*Фрагмент текста*
=-=-=-=-=

До болезни я дал согласие отправиться из Китая в лекционное турне по Японии, которое пришлось сократить до одного выступления и нескольких визитов. В Японии мы провели двенадцать лихорадочных дней — нельзя сказать, чтобы приятных, но несомненно интересных. В отличие от китайцев японцы не могли похвастать изяществом манер и проявили изрядную назойливость. Поскольку я был еще довольно плох, мы старались избегать лишнего напряжения, но не тут-то было. В первом же порту, в котором остановился наш пароход, залегли в засаде человек тридцать репортеров, хотя мы сделали все возможное, чтобы сохранить наш маршрут в тайне. Они выяснили подробности через полицию. Японские газеты не поместили опровержение по поводу сообщения о моей смерти, и Дора вручила каждому из них машинописную копию моего некролога, сказав, что коли я мертв, то и ни о каком интервью речи быть не может. Они присвистнули и отреагировали: «Оченна забавна!»

=-=-=-=-=

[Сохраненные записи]
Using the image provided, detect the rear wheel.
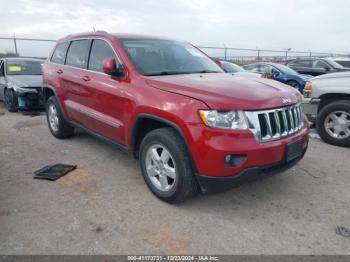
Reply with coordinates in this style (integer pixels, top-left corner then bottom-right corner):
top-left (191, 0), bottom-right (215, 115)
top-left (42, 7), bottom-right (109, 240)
top-left (316, 100), bottom-right (350, 146)
top-left (4, 89), bottom-right (17, 112)
top-left (46, 96), bottom-right (74, 138)
top-left (140, 128), bottom-right (199, 203)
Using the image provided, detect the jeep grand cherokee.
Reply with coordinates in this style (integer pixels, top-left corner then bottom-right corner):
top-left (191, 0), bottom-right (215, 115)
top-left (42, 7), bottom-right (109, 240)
top-left (43, 32), bottom-right (309, 203)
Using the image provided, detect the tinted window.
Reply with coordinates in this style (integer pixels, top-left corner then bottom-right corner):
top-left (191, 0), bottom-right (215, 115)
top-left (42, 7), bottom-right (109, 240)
top-left (336, 60), bottom-right (350, 68)
top-left (66, 40), bottom-right (89, 68)
top-left (51, 42), bottom-right (69, 64)
top-left (88, 40), bottom-right (115, 72)
top-left (121, 39), bottom-right (223, 75)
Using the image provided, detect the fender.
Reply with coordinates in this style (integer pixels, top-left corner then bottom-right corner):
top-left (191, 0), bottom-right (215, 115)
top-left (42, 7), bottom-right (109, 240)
top-left (131, 113), bottom-right (197, 173)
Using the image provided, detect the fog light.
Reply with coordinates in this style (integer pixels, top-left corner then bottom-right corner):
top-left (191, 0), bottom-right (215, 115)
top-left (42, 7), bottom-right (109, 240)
top-left (224, 155), bottom-right (246, 167)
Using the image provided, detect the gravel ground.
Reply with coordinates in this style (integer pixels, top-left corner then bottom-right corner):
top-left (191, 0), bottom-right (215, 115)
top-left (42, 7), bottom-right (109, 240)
top-left (0, 103), bottom-right (350, 254)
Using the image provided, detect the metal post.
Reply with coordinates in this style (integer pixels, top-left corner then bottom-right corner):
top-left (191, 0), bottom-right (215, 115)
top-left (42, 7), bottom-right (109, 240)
top-left (223, 44), bottom-right (227, 60)
top-left (13, 34), bottom-right (18, 56)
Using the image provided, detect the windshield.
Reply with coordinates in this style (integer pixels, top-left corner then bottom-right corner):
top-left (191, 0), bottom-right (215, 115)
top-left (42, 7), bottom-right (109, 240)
top-left (121, 39), bottom-right (223, 76)
top-left (221, 61), bottom-right (246, 73)
top-left (6, 60), bottom-right (42, 75)
top-left (274, 64), bottom-right (298, 75)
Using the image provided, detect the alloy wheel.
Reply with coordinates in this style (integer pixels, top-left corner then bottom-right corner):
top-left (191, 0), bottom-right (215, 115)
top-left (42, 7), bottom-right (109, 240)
top-left (324, 111), bottom-right (350, 139)
top-left (145, 144), bottom-right (177, 191)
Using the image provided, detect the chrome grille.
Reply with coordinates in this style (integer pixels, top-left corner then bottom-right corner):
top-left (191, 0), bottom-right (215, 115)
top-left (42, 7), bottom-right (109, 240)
top-left (245, 104), bottom-right (304, 142)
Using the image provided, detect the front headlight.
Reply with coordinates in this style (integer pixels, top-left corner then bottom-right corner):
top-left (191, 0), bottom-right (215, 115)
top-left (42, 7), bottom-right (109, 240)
top-left (199, 110), bottom-right (248, 129)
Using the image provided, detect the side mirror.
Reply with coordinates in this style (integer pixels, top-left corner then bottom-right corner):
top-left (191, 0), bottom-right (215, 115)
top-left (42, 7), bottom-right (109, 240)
top-left (102, 58), bottom-right (125, 77)
top-left (212, 58), bottom-right (222, 68)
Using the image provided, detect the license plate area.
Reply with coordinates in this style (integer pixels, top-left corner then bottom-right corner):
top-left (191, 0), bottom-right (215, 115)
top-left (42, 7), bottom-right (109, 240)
top-left (286, 139), bottom-right (304, 162)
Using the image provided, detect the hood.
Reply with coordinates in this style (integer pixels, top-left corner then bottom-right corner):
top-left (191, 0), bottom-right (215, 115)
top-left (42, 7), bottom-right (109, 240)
top-left (6, 75), bottom-right (43, 87)
top-left (146, 73), bottom-right (301, 110)
top-left (232, 72), bottom-right (261, 77)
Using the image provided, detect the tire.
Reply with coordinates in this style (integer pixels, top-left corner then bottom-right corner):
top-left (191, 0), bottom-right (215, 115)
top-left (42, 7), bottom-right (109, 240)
top-left (316, 100), bottom-right (350, 147)
top-left (140, 128), bottom-right (199, 204)
top-left (4, 89), bottom-right (18, 112)
top-left (46, 96), bottom-right (74, 138)
top-left (286, 80), bottom-right (300, 91)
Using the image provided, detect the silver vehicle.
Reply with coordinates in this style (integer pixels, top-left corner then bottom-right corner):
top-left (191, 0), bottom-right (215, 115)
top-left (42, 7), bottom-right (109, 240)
top-left (0, 58), bottom-right (44, 112)
top-left (219, 60), bottom-right (261, 77)
top-left (303, 72), bottom-right (350, 146)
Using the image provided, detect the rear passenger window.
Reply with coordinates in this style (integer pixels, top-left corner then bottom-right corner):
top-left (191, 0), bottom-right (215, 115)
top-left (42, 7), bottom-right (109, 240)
top-left (51, 42), bottom-right (69, 64)
top-left (88, 40), bottom-right (115, 72)
top-left (66, 40), bottom-right (89, 68)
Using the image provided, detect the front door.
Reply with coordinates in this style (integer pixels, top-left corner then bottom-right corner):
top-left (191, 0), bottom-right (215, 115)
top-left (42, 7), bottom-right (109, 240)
top-left (80, 39), bottom-right (129, 144)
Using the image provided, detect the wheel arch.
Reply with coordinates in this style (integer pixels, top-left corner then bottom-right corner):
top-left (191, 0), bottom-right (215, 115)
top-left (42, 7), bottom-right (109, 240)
top-left (131, 113), bottom-right (197, 172)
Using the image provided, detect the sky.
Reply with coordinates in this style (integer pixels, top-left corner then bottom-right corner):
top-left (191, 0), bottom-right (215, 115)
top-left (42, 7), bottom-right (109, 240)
top-left (0, 0), bottom-right (350, 54)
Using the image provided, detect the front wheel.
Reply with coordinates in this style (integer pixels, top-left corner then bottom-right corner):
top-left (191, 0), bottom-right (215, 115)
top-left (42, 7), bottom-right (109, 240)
top-left (316, 100), bottom-right (350, 146)
top-left (140, 128), bottom-right (199, 203)
top-left (4, 89), bottom-right (17, 112)
top-left (46, 96), bottom-right (74, 138)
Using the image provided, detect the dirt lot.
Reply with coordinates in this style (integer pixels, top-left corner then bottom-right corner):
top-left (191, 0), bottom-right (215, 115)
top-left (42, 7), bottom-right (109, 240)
top-left (0, 103), bottom-right (350, 254)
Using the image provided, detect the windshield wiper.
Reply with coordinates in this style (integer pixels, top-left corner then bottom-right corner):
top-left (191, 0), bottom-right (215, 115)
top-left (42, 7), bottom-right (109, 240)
top-left (190, 70), bottom-right (222, 74)
top-left (146, 71), bottom-right (190, 76)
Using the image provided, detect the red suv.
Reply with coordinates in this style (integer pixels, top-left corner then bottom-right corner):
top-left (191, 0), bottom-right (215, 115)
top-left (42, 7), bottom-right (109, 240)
top-left (43, 32), bottom-right (309, 203)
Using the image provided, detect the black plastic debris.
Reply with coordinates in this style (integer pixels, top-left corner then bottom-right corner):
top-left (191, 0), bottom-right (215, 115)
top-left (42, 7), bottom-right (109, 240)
top-left (22, 111), bottom-right (42, 117)
top-left (335, 226), bottom-right (350, 237)
top-left (33, 164), bottom-right (77, 181)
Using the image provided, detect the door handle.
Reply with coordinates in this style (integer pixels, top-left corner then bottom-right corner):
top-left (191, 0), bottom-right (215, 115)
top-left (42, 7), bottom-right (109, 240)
top-left (81, 76), bottom-right (91, 81)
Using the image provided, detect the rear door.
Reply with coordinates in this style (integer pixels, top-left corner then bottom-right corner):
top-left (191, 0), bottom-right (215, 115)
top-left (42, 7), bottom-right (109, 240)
top-left (59, 39), bottom-right (91, 123)
top-left (80, 39), bottom-right (130, 144)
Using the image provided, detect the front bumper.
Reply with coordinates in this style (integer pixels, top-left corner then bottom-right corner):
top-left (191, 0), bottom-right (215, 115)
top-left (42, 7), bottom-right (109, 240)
top-left (196, 148), bottom-right (306, 194)
top-left (16, 88), bottom-right (44, 110)
top-left (186, 122), bottom-right (309, 177)
top-left (302, 98), bottom-right (320, 123)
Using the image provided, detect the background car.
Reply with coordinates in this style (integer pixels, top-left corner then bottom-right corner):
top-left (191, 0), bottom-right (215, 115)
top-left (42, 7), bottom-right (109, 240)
top-left (334, 57), bottom-right (350, 69)
top-left (243, 63), bottom-right (310, 92)
top-left (302, 72), bottom-right (350, 146)
top-left (0, 58), bottom-right (44, 112)
top-left (286, 58), bottom-right (350, 76)
top-left (218, 60), bottom-right (261, 77)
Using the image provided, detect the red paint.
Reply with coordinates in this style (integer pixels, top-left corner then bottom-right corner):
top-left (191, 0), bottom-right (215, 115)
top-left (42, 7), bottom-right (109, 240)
top-left (43, 33), bottom-right (309, 176)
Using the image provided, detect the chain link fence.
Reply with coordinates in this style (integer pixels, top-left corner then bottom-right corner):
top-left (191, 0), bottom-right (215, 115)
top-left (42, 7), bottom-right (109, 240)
top-left (0, 37), bottom-right (350, 65)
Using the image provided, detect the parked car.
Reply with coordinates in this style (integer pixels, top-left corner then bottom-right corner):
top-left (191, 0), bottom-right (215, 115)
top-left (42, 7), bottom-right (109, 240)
top-left (287, 58), bottom-right (350, 76)
top-left (243, 63), bottom-right (310, 93)
top-left (0, 58), bottom-right (44, 112)
top-left (218, 60), bottom-right (261, 77)
top-left (43, 32), bottom-right (309, 203)
top-left (333, 57), bottom-right (350, 69)
top-left (303, 72), bottom-right (350, 146)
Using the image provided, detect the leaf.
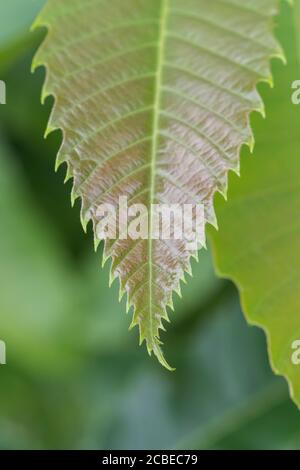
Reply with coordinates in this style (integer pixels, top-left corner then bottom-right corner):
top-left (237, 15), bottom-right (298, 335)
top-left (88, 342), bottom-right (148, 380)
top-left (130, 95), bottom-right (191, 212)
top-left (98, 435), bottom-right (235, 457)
top-left (212, 4), bottom-right (300, 405)
top-left (33, 0), bottom-right (282, 368)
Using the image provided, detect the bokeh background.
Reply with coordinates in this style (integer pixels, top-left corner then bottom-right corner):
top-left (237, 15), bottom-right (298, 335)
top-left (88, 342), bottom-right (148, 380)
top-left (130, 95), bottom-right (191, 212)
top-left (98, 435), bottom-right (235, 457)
top-left (0, 0), bottom-right (300, 449)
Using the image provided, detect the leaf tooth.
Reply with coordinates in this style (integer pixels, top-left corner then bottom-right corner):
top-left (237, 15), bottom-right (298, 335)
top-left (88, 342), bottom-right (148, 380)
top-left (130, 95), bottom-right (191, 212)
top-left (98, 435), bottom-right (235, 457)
top-left (167, 294), bottom-right (174, 312)
top-left (108, 266), bottom-right (118, 287)
top-left (80, 206), bottom-right (91, 233)
top-left (94, 232), bottom-right (101, 253)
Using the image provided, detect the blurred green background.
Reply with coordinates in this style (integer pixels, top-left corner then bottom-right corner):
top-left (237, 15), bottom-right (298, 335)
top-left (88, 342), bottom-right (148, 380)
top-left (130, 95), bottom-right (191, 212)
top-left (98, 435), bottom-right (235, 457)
top-left (0, 0), bottom-right (300, 449)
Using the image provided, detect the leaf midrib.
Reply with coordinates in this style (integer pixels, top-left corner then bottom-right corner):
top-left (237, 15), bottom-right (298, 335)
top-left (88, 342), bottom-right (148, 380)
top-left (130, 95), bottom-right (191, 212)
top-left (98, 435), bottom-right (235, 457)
top-left (148, 0), bottom-right (169, 347)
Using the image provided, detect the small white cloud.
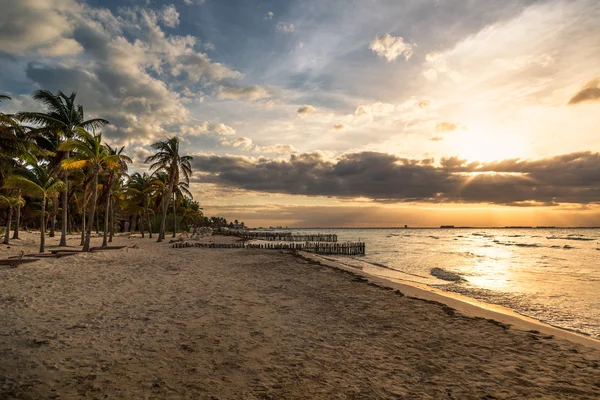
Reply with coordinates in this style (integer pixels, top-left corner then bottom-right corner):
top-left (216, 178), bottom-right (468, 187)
top-left (231, 137), bottom-right (253, 150)
top-left (423, 52), bottom-right (463, 83)
top-left (160, 4), bottom-right (179, 28)
top-left (180, 121), bottom-right (235, 136)
top-left (297, 104), bottom-right (317, 117)
top-left (276, 22), bottom-right (296, 33)
top-left (217, 85), bottom-right (270, 101)
top-left (254, 144), bottom-right (297, 155)
top-left (354, 101), bottom-right (395, 118)
top-left (39, 38), bottom-right (83, 57)
top-left (210, 123), bottom-right (235, 135)
top-left (369, 33), bottom-right (413, 62)
top-left (131, 146), bottom-right (154, 163)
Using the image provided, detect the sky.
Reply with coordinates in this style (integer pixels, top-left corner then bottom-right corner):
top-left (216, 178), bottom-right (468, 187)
top-left (0, 0), bottom-right (600, 227)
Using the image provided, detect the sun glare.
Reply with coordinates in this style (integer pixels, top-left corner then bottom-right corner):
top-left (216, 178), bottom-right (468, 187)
top-left (456, 130), bottom-right (523, 162)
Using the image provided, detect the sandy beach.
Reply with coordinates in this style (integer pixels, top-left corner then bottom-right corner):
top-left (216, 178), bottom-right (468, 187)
top-left (0, 233), bottom-right (600, 399)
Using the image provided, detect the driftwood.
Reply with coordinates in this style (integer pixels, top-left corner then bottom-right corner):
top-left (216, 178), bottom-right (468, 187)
top-left (90, 246), bottom-right (127, 251)
top-left (50, 249), bottom-right (81, 254)
top-left (0, 258), bottom-right (40, 268)
top-left (25, 252), bottom-right (77, 258)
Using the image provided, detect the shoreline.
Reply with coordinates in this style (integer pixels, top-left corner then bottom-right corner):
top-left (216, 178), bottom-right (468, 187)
top-left (298, 251), bottom-right (600, 350)
top-left (0, 234), bottom-right (600, 400)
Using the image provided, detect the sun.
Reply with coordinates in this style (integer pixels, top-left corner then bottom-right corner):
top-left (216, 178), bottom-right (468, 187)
top-left (454, 130), bottom-right (523, 162)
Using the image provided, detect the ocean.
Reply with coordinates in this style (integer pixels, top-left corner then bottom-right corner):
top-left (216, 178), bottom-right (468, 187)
top-left (274, 228), bottom-right (600, 339)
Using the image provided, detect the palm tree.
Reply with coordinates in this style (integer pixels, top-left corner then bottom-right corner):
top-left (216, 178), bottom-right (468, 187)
top-left (17, 90), bottom-right (108, 246)
top-left (173, 182), bottom-right (194, 237)
top-left (59, 129), bottom-right (129, 251)
top-left (145, 136), bottom-right (194, 242)
top-left (102, 145), bottom-right (132, 247)
top-left (0, 195), bottom-right (25, 244)
top-left (4, 164), bottom-right (65, 253)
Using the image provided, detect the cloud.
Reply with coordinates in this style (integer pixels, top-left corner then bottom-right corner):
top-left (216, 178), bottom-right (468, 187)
top-left (276, 22), bottom-right (296, 33)
top-left (254, 144), bottom-right (296, 155)
top-left (193, 152), bottom-right (600, 205)
top-left (180, 121), bottom-right (235, 136)
top-left (217, 85), bottom-right (271, 101)
top-left (369, 33), bottom-right (413, 62)
top-left (231, 137), bottom-right (252, 150)
top-left (209, 123), bottom-right (235, 135)
top-left (296, 104), bottom-right (317, 117)
top-left (0, 0), bottom-right (81, 55)
top-left (569, 78), bottom-right (600, 105)
top-left (160, 4), bottom-right (179, 28)
top-left (423, 52), bottom-right (463, 83)
top-left (354, 102), bottom-right (396, 118)
top-left (5, 0), bottom-right (245, 145)
top-left (129, 146), bottom-right (154, 164)
top-left (435, 122), bottom-right (458, 132)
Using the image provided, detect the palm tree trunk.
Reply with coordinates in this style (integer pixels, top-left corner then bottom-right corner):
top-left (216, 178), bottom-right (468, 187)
top-left (108, 195), bottom-right (115, 243)
top-left (102, 192), bottom-right (110, 247)
top-left (79, 183), bottom-right (87, 246)
top-left (49, 193), bottom-right (58, 237)
top-left (13, 190), bottom-right (21, 239)
top-left (145, 206), bottom-right (152, 239)
top-left (3, 206), bottom-right (13, 244)
top-left (40, 193), bottom-right (46, 253)
top-left (139, 211), bottom-right (144, 239)
top-left (58, 164), bottom-right (69, 246)
top-left (83, 170), bottom-right (99, 251)
top-left (157, 173), bottom-right (175, 242)
top-left (173, 193), bottom-right (177, 237)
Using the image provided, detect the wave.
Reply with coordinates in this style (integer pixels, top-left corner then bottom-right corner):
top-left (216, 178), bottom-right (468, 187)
top-left (546, 235), bottom-right (596, 242)
top-left (431, 268), bottom-right (463, 282)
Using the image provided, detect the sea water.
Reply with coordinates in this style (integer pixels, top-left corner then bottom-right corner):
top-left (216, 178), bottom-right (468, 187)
top-left (282, 228), bottom-right (600, 339)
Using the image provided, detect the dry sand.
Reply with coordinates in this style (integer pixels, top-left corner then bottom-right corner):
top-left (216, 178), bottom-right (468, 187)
top-left (0, 234), bottom-right (600, 399)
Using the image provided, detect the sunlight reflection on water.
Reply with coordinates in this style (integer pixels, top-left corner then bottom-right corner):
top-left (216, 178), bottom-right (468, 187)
top-left (284, 229), bottom-right (600, 338)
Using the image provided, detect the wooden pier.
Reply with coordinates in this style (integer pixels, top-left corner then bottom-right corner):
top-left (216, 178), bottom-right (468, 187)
top-left (173, 242), bottom-right (366, 256)
top-left (221, 231), bottom-right (337, 243)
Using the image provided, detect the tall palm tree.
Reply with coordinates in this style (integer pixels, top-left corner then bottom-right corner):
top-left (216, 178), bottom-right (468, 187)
top-left (17, 90), bottom-right (108, 246)
top-left (102, 144), bottom-right (132, 247)
top-left (146, 136), bottom-right (194, 242)
top-left (173, 182), bottom-right (194, 237)
top-left (59, 129), bottom-right (128, 251)
top-left (4, 164), bottom-right (65, 253)
top-left (0, 195), bottom-right (25, 244)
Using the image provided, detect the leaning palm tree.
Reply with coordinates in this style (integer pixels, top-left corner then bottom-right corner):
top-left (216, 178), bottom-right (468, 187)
top-left (17, 90), bottom-right (108, 246)
top-left (145, 136), bottom-right (194, 242)
top-left (59, 129), bottom-right (126, 251)
top-left (0, 195), bottom-right (25, 244)
top-left (4, 164), bottom-right (65, 253)
top-left (102, 144), bottom-right (132, 247)
top-left (173, 182), bottom-right (194, 237)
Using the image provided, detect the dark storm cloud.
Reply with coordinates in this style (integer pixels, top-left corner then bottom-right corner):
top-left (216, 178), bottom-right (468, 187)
top-left (194, 152), bottom-right (600, 206)
top-left (569, 79), bottom-right (600, 105)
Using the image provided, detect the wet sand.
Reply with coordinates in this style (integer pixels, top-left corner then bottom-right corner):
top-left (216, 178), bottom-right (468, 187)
top-left (0, 234), bottom-right (600, 399)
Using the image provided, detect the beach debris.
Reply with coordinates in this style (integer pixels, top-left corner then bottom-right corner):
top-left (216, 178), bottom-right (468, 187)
top-left (0, 258), bottom-right (39, 268)
top-left (430, 268), bottom-right (462, 282)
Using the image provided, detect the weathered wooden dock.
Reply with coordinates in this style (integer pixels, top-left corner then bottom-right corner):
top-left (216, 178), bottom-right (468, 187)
top-left (230, 231), bottom-right (337, 243)
top-left (173, 242), bottom-right (366, 256)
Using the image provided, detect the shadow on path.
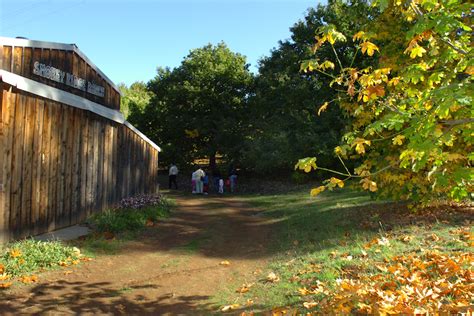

=-=-=-=-=

*Что нужно сделать*
**1)** Что Дора вручила каждому из репортеров, согласно отрывку о поездке в Японию?
**2)** Подхватите отрывок о поездке в Японию и продолжите его с того места, на котором он обрывается.

*Ответы по заданиям*
**1)** Машинописную копию некролога рассказчика.

**2)**
Первым делом мы отправились в Кобе к Роберту Янгу, редактору «Джапэн кроникл». Причаливая к пристани, мы увидели процессию с флагами, и, как нам объяснили знающие японский язык, на флагах были начертаны приветственные слова, адресованные мне. Оказалось, что в доках идет масштабная забастовка, а полиция не разрешила никаких демонстраций, за исключением приветственных, в честь знатных иностранцев. Таким образом, забастовщики воспользовались мной как щитом для своего выступления. Руководил ими христианский пацифист Кагава, который привел меня на митинг забастовщиков, где я выступил с речью. Роберт Янг — человек замечательный; он покинул Англию в 80-е годы и не был свидетелем разрушения своих идей. В его кабинете висел большой портрет Брэдлоу[23], чьим почитателем он был. Газета, где он работал редактором, кажется мне лучшей из всех, что я знаю, а начал он ее с десятью фунтами капитала, которые скопил из своего жалованья наборщика. Янг повез меня в Нару, изысканно прекрасное место, где можно еще увидеть старую Японию. Потом мы попали в руки редакторов современного журнала «Кайдзо», которые показали нам Киото и Токио, на каждом шагу предусмотрительно сообщая репортерам, куда мы двигаемся, так что те следовали за нами по пятам и фотографировали, даже когда мы спали. В обоих городах на встречу с нами они приглашали огромное количество профессоров. В обоих городах нас ни на минуту не вытекали из поля зрения шпионы, приставленные полицией. В гостиницах соседний номер всегда занимала полицейская бригада, оснащенная пишущей машинкой. Официанты относились к нам так, будто мы члены королевской семьи, и выходили из комнаты, пятясь задом. Едва мы произнесли нечто вроде «Черт бы побрал этого официанта», как за стенкой начинала стрекотать машинка. На профессорских вечеринках в нашу честь, едва я вступал с кем-нибудь в интересующий меня разговор, как незамедлительно просверкивала фотовспышка и беседа, естественно, замирала.